[Natural-language object grounding data]

--*--

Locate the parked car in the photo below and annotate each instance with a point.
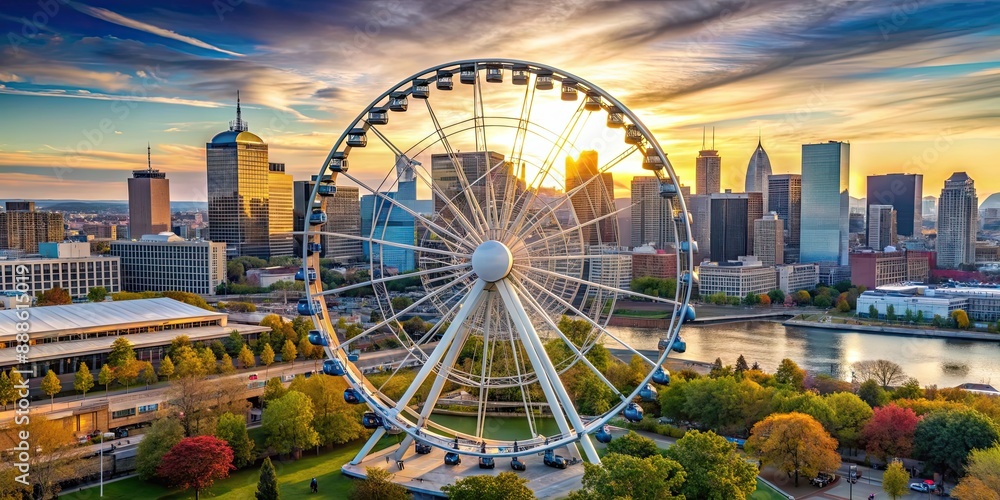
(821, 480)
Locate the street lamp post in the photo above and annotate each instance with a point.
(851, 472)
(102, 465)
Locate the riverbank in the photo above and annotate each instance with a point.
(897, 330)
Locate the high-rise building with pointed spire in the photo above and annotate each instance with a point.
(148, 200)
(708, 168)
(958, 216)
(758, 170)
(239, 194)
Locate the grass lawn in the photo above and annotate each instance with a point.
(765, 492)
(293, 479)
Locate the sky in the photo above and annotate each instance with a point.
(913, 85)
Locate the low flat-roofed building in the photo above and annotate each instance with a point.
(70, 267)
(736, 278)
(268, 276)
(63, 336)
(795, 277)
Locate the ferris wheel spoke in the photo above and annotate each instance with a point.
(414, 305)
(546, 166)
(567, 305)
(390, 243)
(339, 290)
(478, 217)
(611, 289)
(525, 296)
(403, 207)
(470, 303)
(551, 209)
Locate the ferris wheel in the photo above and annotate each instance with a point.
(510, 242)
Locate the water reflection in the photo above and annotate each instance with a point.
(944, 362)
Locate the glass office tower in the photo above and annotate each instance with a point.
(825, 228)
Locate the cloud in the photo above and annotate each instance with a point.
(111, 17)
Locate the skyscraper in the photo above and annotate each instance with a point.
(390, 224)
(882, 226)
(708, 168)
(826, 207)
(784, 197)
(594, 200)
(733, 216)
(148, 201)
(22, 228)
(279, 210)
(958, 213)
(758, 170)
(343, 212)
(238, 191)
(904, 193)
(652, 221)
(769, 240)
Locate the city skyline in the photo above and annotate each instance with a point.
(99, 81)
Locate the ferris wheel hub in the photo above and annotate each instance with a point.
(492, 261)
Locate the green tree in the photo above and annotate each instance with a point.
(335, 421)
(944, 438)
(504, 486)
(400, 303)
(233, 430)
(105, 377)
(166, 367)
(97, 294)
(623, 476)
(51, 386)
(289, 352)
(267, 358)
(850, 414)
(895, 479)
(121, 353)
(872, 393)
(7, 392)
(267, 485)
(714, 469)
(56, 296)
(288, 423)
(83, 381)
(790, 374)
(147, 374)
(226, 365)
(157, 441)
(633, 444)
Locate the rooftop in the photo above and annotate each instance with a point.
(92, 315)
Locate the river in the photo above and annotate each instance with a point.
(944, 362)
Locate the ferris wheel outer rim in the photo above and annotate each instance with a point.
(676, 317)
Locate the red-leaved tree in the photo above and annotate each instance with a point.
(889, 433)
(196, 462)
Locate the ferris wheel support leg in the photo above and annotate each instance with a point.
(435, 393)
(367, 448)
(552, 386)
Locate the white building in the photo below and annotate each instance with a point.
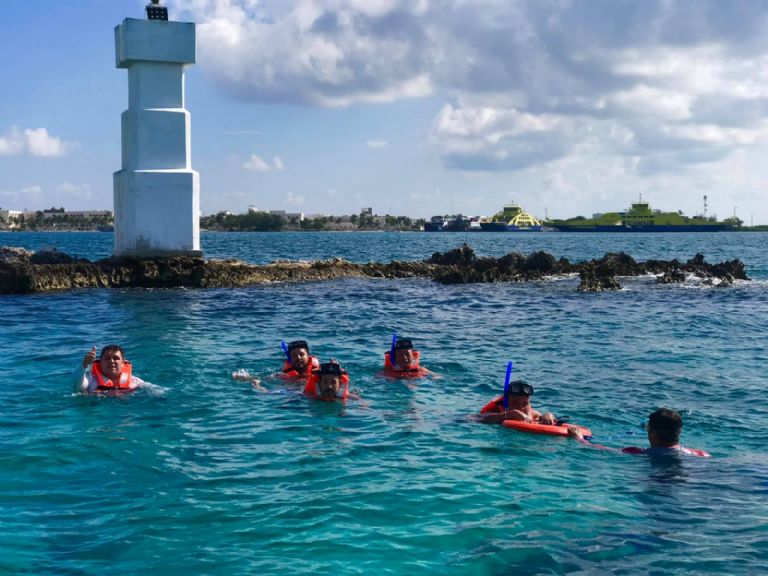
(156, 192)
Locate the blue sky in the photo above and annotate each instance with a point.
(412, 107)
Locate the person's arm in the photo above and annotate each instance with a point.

--*--

## Your assignment:
Output every line of the records above unchanged, and keep the pictures out.

## Answer:
Locate the parked car in the photo below and annotate each instance with a point.
(821, 480)
Locate the street lamp post in the photo above and annotate each instance with a point.
(851, 472)
(102, 465)
Locate the riverbank in the photo above and annotate each instance with a point.
(897, 330)
Locate the high-rise building with pointed spire in the photo above and annotate each instance with a point.
(148, 200)
(708, 168)
(958, 216)
(758, 170)
(239, 194)
Locate the grass lawn in the photo above and annotate each instance with a point.
(765, 492)
(293, 479)
Locate the sky in the photo above and annotate each instance with a point.
(913, 85)
Locate the low flat-roofed building in the photo above and annotate each instance with a point.
(70, 267)
(736, 278)
(268, 276)
(63, 336)
(795, 277)
Locate the ferris wheel spoke in the photo above and annotate each instance with a point.
(414, 305)
(546, 166)
(567, 305)
(390, 243)
(339, 290)
(478, 217)
(611, 289)
(525, 296)
(403, 207)
(470, 303)
(551, 209)
Locate the ferris wheel in the photo above and annotate each instance with a point.
(510, 242)
Locate the water reflection in the photo above and annotate each instance with a point.
(944, 362)
Locate the glass office tower in the photo above and annotate each instance with a point.
(825, 228)
Locate the cloud in the photo above and annotate each instance with a point.
(111, 17)
Locate the skyscraper in the photo above and annotate each instance with a point.
(390, 224)
(882, 226)
(708, 168)
(826, 207)
(784, 197)
(594, 200)
(733, 216)
(148, 201)
(22, 228)
(279, 210)
(958, 213)
(758, 170)
(343, 212)
(238, 191)
(904, 193)
(652, 221)
(769, 240)
Locate the city skyline in the photo above and annotate each instance with a point.
(99, 81)
Locate the ferris wheel hub in the photo above and annotate each instance with a point.
(492, 261)
Locate the green tree in the photo above and annotate each instance with a point.
(335, 421)
(944, 438)
(504, 486)
(400, 303)
(233, 430)
(105, 377)
(166, 367)
(97, 294)
(623, 476)
(51, 386)
(289, 352)
(267, 358)
(850, 414)
(895, 479)
(121, 353)
(872, 393)
(7, 392)
(267, 485)
(714, 469)
(56, 296)
(288, 423)
(83, 381)
(790, 374)
(147, 374)
(226, 365)
(157, 441)
(633, 444)
Locate the rooftop in the photo above and annotate each instance with a point.
(92, 315)
Locate the river in the photo above and annotate each instance with a point.
(944, 362)
Locate the ferris wheel outer rim in the photo above and annotate each instance with a point.
(676, 317)
Locate the red-leaved tree in the photo above and annotate each instance with a point.
(889, 433)
(196, 462)
Locate the ferris wheel support leg in the photo above and annotate each instance with a point.
(435, 393)
(367, 448)
(552, 386)
Locate the white building in the photo below and annotate each instance with a point.
(156, 192)
Locate the blue sky in the photo above and annotate each instance with a point.
(412, 107)
Locate the person's arm in the photo above and annotate each instance with a point.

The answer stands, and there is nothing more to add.